What follows is a block of records; restate each one word for word.

# Data provided start

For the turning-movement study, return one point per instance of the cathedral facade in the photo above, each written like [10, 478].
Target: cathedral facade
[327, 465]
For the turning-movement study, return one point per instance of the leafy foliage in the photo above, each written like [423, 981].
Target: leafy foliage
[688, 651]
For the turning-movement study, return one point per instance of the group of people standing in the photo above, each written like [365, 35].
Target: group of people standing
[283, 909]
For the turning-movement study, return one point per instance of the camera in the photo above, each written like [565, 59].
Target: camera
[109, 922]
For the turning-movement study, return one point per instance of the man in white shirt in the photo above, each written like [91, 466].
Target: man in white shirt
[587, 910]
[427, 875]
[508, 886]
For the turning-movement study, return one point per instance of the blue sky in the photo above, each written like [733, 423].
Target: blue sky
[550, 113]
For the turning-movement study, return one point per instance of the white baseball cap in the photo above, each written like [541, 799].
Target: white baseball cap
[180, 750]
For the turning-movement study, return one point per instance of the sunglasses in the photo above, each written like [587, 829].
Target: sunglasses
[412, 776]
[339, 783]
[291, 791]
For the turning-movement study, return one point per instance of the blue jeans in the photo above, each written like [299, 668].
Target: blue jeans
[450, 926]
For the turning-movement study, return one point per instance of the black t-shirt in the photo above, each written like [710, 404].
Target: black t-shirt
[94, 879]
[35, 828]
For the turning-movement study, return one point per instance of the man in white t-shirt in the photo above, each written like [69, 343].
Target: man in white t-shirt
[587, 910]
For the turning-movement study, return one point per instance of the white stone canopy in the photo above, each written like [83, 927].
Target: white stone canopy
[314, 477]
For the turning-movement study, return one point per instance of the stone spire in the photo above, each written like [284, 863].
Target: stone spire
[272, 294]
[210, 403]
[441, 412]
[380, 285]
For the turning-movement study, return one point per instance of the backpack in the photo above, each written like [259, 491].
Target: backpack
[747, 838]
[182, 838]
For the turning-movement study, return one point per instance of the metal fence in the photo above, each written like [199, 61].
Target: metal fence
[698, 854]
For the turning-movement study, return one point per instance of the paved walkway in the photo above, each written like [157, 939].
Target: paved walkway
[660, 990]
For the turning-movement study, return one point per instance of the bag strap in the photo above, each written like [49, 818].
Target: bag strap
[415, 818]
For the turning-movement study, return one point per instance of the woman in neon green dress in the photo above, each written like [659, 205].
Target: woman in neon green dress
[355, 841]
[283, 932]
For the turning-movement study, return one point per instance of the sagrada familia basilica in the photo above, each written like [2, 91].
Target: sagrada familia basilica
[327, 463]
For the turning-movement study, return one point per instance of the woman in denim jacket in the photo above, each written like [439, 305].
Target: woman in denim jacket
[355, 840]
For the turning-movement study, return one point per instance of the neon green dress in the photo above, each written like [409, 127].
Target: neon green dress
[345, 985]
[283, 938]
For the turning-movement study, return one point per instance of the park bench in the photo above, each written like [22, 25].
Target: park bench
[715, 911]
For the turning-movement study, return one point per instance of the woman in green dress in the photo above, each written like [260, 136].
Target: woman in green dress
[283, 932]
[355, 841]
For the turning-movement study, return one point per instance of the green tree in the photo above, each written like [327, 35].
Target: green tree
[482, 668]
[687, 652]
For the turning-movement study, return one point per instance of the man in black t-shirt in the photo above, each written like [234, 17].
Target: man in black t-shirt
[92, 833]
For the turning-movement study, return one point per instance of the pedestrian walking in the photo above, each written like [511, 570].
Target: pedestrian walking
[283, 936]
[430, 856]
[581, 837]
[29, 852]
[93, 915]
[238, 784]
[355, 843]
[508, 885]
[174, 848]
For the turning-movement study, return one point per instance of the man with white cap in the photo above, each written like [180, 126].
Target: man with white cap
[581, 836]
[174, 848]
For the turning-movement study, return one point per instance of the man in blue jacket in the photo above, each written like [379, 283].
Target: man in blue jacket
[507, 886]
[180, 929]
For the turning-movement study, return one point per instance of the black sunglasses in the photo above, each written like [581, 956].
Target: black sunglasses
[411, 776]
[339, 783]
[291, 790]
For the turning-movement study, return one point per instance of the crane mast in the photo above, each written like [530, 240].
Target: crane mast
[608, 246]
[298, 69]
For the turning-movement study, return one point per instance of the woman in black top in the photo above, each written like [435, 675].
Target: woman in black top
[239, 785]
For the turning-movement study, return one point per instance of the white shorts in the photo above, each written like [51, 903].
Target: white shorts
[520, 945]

# Data provided end

• Task response
For the turning-movement study, return one point per instance of the cathedral facade in the photo above, each written like [10, 478].
Target: cathedral facade
[327, 465]
For the turning-movement study, return one point per instance of the leafy foliage in the photo above, each written like [423, 981].
Target: leafy foliage
[688, 651]
For the turning-movement study, return one point per instance of the group of people standing in the photo above, each written like [365, 35].
Target: group of people standing
[283, 909]
For the turning-movement study, return one point per instance of the camera in the photo above, each written like [565, 59].
Target: camera
[109, 922]
For the turning-movement study, return one point per instance of the man in white shirt in the photo above, each written like [91, 466].
Target: man in white shirt
[587, 910]
[427, 875]
[508, 886]
For the turning-movement study, return one point per instance of the blue sky in the photo above, each written like [733, 423].
Target: blue sky
[550, 113]
For the turning-movement study, return one point per instance of the white baseball cap in the photo above, each written like [541, 799].
Target: white baseball cap
[180, 750]
For the turning-movement study, return one point per instance of the sunglasses in the photo above, each written like [587, 829].
Target: sunglasses
[412, 776]
[339, 783]
[291, 791]
For the turning-movement study, return one point per instance of the blue jeans in the photo above, each written like [299, 668].
Target: blue jeans
[450, 926]
For the turning-movement study, return one point per instance of the black t-shirt in the photo above, each written like [710, 404].
Target: black t-shirt
[94, 879]
[35, 828]
For the turning-movement study, return one point per instance of the man in white t-shirt in the photo above, each written like [69, 343].
Target: man in white t-shirt
[587, 910]
For the turning-movement study, return one point per instance of the white stone canopy in the photo above, each written like [83, 927].
Target: white stone canopy
[314, 477]
For the turning-movement study, return one point per instance of the stone spire in the photo above, each written like [284, 863].
Target: stone spire
[272, 294]
[210, 403]
[441, 412]
[380, 285]
For the turning-movement study, return one point per instance of the backpack in the photo above, each written like [259, 491].
Target: backpack
[747, 838]
[182, 838]
For the turning-movement study, return one point per instance of the metal fence in the photo above, each written like [199, 61].
Target: metal fence
[698, 854]
For the turning-movement study, return one point per instance of the paved walkway in the photo above, each written like [157, 939].
Target: paved walkway
[660, 990]
For the turning-movement study, return one point per instance of the bag strap in the photo above, each written like [49, 818].
Target: bag strap
[415, 818]
For the turning-movement study, return one point per instance of the woman in neon green dress in the photo above, each written like [659, 205].
Target: woman in neon green dress
[355, 841]
[283, 932]
For the turning-movement study, return one point per instance of the sagrada familia basilica in the photo above, each written like [2, 91].
Target: sagrada familia basilica
[327, 463]
For the turning-movement study, return one point per instance of the woman in denim jacket in the photo above, each written like [439, 305].
Target: woman in denim jacket
[355, 840]
For the turning-movement study, return one point per instance of the neon green dress in the photo above, each written like [409, 127].
Target: neon green dress
[345, 985]
[283, 938]
For the turning-movement study, return one point per instance of the park bench in the photo above, each written like [22, 25].
Target: park bench
[715, 911]
For the turning-movement study, return one point per instance of the woman in green dress in the photo above, each written like [260, 136].
Target: woman in green dress
[283, 932]
[355, 841]
For the turning-movement study, return one point per instance of the green tree in the photo above, each written like [327, 35].
Target: green tree
[482, 668]
[687, 652]
For the turning-movement study, return one point per instance of the man in black t-shirt in the photo above, each written like [234, 17].
Target: man in black t-shirt
[92, 833]
For the turning-movement study, return one point per instance of the pedestrian walking in the photo above, each written like [511, 570].
Target: pedestrian walking
[283, 936]
[430, 856]
[581, 837]
[29, 852]
[93, 915]
[238, 784]
[355, 843]
[508, 885]
[174, 848]
For the turning-movement study, return one point per instance of the man with white cap in the photo above, each written like [180, 126].
Target: man with white cap
[581, 836]
[174, 848]
For the turning-movement study, return one point per instance of the man in blue jacket in the photo above, each written like [379, 283].
Target: man in blue jacket
[507, 886]
[180, 929]
For the turning-movement study, return one point per instance of the black sunglasses in the photo above, each written like [581, 956].
Target: black sunglasses
[411, 776]
[339, 783]
[291, 790]
For the turning-movement study, return one point per instance of the crane mast in the photo above, each written like [530, 240].
Target: crane mast
[608, 246]
[298, 69]
For the turning-movement study, return one point per instance of the woman in black top in the photo above, each written like [435, 675].
Target: woman in black top
[239, 785]
For the turning-movement study, return one point per instance of the white shorts in the photo above, each written like [51, 903].
Target: white shorts
[520, 945]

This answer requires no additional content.